§ **What is required**: From the entries below, please output exactly the lines starting at the one containing "Target — overcast sky" and ending at the one containing "Target — grey jacket", both included.
++++++++++++++++++++
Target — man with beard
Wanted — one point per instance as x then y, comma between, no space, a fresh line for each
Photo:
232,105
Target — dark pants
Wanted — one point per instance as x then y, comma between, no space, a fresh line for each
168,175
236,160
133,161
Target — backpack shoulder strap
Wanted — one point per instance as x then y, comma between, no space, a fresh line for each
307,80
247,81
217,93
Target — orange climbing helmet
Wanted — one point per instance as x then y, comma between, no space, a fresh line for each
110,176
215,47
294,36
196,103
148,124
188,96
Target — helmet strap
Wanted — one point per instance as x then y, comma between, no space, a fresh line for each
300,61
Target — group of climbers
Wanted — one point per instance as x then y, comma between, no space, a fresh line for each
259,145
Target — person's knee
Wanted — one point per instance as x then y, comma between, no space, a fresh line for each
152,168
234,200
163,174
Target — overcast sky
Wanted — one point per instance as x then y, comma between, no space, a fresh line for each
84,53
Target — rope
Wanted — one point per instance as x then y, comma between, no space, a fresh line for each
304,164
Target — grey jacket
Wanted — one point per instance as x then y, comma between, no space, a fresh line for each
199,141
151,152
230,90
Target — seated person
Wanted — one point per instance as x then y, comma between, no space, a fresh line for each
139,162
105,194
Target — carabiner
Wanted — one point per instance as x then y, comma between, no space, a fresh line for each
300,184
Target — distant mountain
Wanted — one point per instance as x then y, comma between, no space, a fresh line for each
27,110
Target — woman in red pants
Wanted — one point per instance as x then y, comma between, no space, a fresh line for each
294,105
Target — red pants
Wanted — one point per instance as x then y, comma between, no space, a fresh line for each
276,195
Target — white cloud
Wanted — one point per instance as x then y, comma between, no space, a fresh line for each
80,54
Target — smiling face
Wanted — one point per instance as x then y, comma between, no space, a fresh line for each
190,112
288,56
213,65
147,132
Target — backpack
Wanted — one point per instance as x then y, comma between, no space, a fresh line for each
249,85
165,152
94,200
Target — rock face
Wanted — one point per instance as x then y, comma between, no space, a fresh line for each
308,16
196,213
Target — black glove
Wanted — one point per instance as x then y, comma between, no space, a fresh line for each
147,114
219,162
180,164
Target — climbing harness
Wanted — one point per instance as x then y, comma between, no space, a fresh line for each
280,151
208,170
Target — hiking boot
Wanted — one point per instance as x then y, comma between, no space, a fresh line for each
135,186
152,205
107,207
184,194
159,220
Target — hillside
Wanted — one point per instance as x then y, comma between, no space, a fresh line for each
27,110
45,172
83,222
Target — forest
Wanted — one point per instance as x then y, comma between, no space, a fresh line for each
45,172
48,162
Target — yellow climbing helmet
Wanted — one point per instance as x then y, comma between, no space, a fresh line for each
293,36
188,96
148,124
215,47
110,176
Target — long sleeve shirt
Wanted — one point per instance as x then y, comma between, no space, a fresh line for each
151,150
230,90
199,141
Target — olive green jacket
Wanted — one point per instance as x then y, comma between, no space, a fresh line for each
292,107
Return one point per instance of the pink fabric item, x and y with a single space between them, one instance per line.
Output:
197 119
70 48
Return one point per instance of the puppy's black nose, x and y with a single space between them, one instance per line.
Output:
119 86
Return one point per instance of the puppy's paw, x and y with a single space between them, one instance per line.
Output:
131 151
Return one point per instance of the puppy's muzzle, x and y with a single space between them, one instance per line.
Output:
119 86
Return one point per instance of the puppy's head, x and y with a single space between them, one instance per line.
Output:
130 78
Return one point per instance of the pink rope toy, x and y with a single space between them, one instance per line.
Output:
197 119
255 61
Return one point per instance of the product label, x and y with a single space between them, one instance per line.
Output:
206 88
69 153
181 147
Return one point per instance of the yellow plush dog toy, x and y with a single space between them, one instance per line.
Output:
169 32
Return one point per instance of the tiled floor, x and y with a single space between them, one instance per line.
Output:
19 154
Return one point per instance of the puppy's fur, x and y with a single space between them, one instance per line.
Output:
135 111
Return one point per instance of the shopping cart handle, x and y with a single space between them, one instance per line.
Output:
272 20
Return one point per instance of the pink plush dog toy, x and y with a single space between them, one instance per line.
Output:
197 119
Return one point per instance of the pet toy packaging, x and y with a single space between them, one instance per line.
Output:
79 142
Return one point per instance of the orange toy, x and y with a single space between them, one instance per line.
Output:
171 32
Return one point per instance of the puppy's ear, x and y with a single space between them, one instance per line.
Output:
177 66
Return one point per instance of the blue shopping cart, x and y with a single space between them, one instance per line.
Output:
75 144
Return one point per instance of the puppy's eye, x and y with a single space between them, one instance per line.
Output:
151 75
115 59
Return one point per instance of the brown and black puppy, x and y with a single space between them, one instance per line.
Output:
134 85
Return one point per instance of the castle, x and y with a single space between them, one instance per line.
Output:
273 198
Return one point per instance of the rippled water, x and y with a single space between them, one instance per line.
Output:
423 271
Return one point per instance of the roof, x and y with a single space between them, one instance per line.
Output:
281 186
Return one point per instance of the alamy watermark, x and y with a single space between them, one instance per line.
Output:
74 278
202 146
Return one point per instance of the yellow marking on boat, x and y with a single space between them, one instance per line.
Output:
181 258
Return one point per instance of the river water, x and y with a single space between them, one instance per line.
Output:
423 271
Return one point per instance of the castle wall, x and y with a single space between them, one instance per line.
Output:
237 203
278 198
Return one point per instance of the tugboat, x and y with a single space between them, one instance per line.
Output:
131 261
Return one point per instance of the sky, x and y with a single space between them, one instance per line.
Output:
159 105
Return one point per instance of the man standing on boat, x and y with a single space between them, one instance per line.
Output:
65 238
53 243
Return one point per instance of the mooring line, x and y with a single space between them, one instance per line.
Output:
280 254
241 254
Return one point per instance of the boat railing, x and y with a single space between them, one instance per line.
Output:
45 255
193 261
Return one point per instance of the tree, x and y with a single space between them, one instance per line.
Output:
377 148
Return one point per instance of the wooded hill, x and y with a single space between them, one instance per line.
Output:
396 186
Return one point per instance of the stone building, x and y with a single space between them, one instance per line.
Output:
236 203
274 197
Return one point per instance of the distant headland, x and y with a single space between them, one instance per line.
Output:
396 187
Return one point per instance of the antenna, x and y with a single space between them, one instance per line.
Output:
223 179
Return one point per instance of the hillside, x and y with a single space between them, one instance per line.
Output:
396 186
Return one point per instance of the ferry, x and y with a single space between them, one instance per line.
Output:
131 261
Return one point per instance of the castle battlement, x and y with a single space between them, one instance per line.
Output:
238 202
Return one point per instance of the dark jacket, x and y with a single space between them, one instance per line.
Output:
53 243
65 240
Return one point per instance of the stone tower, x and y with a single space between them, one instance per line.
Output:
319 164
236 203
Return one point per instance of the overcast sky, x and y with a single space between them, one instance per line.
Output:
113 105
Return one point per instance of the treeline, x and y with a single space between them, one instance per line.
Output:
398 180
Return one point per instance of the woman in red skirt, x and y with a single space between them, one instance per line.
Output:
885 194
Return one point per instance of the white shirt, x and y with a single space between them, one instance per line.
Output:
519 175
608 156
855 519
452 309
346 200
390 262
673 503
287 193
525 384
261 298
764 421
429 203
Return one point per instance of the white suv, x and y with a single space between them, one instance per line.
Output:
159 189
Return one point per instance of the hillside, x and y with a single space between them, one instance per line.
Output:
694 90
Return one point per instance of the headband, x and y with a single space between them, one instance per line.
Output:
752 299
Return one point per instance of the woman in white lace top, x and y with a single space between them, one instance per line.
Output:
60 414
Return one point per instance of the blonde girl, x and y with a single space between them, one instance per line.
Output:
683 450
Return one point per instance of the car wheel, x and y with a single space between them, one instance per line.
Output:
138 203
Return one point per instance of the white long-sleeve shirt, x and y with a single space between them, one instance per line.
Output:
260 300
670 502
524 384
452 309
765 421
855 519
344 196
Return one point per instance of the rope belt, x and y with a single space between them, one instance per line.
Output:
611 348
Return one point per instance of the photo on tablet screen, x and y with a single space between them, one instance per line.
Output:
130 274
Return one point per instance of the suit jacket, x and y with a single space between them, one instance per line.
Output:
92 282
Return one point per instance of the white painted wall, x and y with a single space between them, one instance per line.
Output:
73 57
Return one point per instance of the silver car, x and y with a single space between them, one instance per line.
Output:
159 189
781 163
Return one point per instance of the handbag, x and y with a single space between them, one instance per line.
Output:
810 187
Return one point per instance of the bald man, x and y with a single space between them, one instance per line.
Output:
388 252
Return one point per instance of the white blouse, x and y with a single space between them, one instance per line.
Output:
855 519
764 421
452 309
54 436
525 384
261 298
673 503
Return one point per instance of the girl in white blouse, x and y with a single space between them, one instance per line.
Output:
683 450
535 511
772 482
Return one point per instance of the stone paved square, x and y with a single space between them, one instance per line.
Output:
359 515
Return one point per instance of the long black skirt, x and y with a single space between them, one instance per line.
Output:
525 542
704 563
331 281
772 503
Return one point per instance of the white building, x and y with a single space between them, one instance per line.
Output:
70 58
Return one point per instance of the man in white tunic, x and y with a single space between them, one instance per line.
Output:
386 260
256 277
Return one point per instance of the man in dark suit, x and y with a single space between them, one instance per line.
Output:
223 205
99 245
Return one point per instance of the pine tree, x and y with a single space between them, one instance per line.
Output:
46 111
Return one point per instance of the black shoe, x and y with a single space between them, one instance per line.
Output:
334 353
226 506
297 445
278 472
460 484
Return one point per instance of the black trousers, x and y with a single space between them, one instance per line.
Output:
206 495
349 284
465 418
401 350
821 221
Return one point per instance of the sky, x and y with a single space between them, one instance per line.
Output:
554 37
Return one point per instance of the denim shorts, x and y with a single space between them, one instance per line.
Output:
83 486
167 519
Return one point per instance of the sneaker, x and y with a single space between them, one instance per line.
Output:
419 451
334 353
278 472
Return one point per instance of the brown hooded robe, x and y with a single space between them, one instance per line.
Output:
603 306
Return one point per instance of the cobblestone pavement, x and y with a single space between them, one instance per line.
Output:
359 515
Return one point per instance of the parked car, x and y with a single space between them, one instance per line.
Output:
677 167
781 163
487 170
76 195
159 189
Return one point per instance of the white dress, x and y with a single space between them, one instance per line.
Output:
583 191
++++++++++++++++++++
§ **Output for this task**:
Target — overcast sky
Wanted — one point per instance as x then y, comma between, no space, a fresh line for each
84,53
Target — rope
Wanted — one point per instance as x then y, comma between, no space, a fresh line for each
304,164
Target — grey jacket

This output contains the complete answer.